Submitted to: Avian Diseases
Publication Type: Peer Reviewed Journal
Publication Acceptance Date: June 10, 2003
Publication Date: August 2, 2003
Citation: Dalloul, R.A., Lillehoj, H.S., Shellem, T.A., Doerr, J.A. 2003. Intestinal immunomodulation by vitamin a deficiency and lactobacillus - based probiotic in eimeria acervulina - infected broiler chickens. Avian Diseases. 47:1313-1320.
Interpretive Summary: Intestinal parasitism is a major stress factor that can lead to malnutrition and lowered performance and production efficiency of livestock and poultry. Coccidiosis, an intestinal infection caused by intracellular protozoan parasites belonging to several different species of Eimeria, costs the poultry industry more than $600 million in annual losses. Infection with coccidia parasites seriously impairs the growth and feed utilization of livestock and poultry. New method to control chicken coccidiosis is needed since current strategy is not efficient. Previously a collaborative study with scientists at University of Maryland has shown that resistance in broilers to Eimeria acervulina (EA) was significantly reduced by vitamin A deficiency and enhanced by a probiotic (Lactobacillus-based) treatment. In the present study, feeding the probiotic significantly reduced oocysts and enhanced cell-mediated immunity to Eimeria. This study shows the importance of nutrient dietary supplementation such as vitamin A and probiotics as a new way to enhance host innate immunity against enteric parasites.

§ The task
Could you rewrite the publication record between "Submitted to: Avian" and "Avian Diseases. 47:1313-1320.", inclusive, with "Peer Reviewed Journal" changed to "Peer-Reviewed Journal"? Rely on the publication record alone.

§ Data provided
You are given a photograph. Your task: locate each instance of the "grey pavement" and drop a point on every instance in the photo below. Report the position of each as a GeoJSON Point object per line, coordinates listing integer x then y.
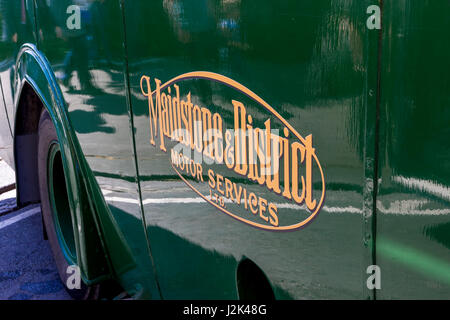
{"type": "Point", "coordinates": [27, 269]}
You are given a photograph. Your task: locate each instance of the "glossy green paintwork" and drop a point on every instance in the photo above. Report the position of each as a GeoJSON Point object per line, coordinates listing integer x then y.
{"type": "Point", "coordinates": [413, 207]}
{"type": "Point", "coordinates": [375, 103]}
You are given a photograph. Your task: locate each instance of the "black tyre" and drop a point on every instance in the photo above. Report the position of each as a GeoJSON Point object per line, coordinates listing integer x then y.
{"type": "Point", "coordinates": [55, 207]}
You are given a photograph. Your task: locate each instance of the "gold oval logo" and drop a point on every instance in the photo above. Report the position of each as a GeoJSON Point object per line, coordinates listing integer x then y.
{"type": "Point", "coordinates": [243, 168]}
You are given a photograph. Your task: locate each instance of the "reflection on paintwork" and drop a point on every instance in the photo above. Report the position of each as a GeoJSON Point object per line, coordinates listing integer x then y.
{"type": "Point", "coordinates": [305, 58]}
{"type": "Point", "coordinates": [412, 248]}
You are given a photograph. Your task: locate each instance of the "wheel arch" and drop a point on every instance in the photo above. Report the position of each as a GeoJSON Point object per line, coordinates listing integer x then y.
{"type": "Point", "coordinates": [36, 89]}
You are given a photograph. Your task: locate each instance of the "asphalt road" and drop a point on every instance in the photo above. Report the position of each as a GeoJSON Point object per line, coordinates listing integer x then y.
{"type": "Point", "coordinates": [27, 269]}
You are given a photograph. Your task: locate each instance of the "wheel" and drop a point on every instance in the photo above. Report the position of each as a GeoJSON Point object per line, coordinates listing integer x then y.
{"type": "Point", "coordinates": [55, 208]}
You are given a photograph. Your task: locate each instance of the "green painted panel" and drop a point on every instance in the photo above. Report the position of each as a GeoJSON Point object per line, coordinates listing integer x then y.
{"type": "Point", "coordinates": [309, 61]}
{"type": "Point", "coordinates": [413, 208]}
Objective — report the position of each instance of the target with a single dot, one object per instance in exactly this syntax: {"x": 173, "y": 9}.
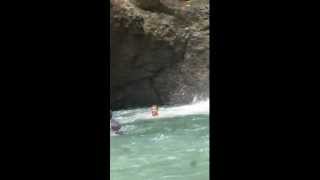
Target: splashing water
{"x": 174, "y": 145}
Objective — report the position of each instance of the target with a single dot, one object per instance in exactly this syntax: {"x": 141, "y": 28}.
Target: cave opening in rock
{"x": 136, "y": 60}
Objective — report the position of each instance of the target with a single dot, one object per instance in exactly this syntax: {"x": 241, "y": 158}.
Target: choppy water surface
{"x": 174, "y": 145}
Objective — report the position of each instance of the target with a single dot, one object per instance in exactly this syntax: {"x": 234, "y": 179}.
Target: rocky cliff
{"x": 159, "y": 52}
--
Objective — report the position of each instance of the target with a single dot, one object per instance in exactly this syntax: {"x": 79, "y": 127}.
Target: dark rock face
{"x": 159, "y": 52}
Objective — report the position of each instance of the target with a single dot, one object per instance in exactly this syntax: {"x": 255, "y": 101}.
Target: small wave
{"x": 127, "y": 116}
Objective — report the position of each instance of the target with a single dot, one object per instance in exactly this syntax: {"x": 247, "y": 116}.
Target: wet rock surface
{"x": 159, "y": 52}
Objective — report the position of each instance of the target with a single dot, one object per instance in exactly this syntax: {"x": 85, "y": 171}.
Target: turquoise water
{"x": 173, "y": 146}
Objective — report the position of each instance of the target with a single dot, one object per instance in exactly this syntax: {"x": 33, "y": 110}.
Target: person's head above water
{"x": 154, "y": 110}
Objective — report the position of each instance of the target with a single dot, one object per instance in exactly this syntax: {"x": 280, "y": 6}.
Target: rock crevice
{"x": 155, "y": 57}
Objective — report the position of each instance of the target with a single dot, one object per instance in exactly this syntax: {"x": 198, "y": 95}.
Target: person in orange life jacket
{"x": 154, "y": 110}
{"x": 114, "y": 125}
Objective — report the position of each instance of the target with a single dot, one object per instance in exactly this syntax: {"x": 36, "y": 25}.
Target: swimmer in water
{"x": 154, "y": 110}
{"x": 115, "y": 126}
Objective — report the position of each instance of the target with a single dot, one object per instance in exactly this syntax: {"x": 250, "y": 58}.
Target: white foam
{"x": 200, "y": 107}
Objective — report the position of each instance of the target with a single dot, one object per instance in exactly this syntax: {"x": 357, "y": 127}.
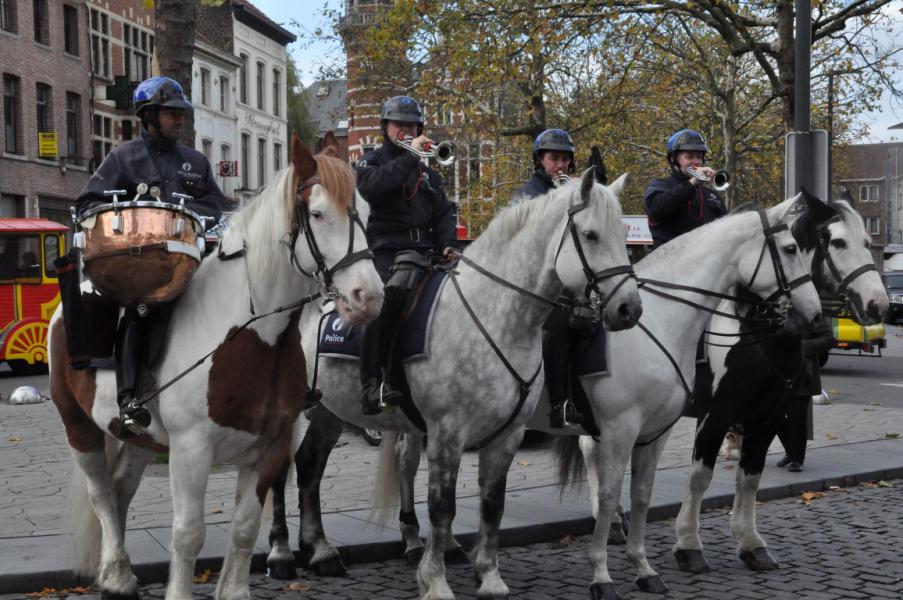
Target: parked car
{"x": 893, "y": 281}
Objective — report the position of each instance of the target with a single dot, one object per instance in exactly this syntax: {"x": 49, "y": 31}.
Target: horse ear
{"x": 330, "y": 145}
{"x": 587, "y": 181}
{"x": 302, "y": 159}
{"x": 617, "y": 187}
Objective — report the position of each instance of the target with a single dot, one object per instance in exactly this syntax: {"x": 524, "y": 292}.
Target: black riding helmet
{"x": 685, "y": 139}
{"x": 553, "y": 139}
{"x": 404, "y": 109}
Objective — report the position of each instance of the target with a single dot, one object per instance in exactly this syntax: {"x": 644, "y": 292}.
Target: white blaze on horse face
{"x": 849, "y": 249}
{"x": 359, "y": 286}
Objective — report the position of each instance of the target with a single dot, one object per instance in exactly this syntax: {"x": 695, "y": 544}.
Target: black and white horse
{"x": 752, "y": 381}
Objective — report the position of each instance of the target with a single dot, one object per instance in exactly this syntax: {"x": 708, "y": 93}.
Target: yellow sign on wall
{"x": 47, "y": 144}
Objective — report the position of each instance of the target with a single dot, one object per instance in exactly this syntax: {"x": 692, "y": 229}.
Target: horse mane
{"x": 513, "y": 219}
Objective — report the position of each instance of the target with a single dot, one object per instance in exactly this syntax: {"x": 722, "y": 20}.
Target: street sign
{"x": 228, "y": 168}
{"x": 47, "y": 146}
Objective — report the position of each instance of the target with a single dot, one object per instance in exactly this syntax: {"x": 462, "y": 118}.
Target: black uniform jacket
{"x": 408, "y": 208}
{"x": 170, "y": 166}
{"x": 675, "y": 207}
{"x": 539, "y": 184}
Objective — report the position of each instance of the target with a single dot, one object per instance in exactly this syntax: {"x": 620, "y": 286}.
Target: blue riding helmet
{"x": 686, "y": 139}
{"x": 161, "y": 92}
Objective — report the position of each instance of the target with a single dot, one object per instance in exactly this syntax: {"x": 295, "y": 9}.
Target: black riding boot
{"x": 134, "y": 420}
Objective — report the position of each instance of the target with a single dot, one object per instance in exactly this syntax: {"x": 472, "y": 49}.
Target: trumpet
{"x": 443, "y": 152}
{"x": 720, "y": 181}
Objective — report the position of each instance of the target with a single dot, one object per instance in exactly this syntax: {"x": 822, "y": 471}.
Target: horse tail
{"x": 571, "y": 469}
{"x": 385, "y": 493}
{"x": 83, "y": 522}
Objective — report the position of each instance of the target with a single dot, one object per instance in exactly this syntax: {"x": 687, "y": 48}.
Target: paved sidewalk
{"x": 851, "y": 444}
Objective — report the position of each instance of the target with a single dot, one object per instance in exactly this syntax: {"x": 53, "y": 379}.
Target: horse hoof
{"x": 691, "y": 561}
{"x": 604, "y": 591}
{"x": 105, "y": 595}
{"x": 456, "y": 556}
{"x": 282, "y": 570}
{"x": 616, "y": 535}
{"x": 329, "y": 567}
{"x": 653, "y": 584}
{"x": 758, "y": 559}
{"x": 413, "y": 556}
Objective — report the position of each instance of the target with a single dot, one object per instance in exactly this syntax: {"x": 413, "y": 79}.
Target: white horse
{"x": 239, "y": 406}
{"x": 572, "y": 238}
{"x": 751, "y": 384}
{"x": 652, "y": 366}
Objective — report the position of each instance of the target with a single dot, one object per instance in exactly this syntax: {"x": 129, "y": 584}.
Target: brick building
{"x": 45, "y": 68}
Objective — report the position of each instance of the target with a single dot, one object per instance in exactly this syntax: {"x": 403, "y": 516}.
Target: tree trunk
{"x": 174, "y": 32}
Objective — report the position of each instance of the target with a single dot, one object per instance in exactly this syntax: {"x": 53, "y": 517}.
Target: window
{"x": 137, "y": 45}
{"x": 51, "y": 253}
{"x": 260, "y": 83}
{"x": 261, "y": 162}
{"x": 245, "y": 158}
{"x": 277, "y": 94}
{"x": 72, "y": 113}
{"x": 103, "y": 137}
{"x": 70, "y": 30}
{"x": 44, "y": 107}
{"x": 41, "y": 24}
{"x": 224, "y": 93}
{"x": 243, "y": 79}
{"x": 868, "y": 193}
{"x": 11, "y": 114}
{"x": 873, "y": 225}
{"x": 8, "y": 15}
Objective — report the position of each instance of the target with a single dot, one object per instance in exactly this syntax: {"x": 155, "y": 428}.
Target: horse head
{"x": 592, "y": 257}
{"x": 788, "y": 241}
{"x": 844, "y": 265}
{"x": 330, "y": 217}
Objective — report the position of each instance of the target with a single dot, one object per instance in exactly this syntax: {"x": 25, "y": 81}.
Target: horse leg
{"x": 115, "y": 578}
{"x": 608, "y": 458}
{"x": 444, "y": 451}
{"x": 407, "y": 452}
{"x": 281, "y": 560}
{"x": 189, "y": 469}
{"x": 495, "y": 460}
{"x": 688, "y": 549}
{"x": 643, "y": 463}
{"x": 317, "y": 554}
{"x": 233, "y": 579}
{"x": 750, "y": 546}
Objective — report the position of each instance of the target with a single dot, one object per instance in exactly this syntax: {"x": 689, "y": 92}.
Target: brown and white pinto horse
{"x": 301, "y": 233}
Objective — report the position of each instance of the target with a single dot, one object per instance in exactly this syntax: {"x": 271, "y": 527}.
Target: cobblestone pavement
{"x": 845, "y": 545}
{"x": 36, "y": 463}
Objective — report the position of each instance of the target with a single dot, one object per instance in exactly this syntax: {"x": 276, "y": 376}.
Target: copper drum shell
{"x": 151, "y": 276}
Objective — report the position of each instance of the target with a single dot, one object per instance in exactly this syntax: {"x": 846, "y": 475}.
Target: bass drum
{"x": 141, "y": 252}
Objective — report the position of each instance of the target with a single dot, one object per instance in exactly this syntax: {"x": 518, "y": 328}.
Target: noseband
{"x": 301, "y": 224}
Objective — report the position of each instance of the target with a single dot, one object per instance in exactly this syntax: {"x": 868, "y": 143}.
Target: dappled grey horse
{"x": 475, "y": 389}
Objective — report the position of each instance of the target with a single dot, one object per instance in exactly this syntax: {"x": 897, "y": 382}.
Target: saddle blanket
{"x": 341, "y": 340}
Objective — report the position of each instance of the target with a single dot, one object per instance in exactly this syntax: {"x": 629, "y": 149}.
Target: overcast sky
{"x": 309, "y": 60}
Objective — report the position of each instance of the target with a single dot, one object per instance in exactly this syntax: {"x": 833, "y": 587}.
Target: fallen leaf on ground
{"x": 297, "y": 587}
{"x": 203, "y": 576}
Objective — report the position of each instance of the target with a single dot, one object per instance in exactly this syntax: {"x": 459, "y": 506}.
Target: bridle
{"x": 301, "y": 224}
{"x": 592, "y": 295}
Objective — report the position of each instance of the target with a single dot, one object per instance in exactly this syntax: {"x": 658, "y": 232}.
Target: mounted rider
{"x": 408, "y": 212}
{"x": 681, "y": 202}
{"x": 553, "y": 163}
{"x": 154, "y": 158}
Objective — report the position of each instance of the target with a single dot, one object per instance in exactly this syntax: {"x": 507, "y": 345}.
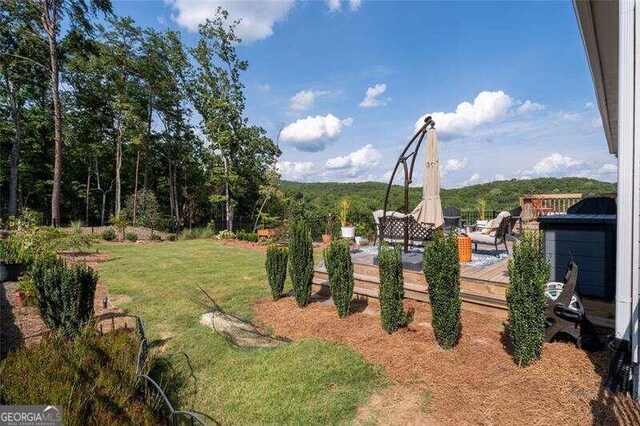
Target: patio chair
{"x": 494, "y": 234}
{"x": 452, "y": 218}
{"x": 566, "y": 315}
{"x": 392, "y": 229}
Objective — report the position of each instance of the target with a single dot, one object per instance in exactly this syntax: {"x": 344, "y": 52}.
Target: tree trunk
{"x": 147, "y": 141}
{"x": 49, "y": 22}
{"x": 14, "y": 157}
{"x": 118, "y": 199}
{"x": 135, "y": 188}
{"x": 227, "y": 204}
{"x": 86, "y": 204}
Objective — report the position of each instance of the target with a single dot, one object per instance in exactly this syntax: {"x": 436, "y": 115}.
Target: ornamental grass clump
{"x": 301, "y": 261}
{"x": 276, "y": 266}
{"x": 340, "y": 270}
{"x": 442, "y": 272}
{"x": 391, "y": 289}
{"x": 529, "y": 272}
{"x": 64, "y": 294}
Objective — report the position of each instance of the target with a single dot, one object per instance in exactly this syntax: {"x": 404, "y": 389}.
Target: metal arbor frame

§ Answer space
Submitted to: Avian Diseases
Publication Type: Peer-Reviewed Journal
Publication Acceptance Date: June 10, 2003
Publication Date: August 2, 2003
Citation: Dalloul, R.A., Lillehoj, H.S., Shellem, T.A., Doerr, J.A. 2003. Intestinal immunomodulation by vitamin a deficiency and lactobacillus - based probiotic in eimeria acervulina - infected broiler chickens. Avian Diseases. 47:1313-1320.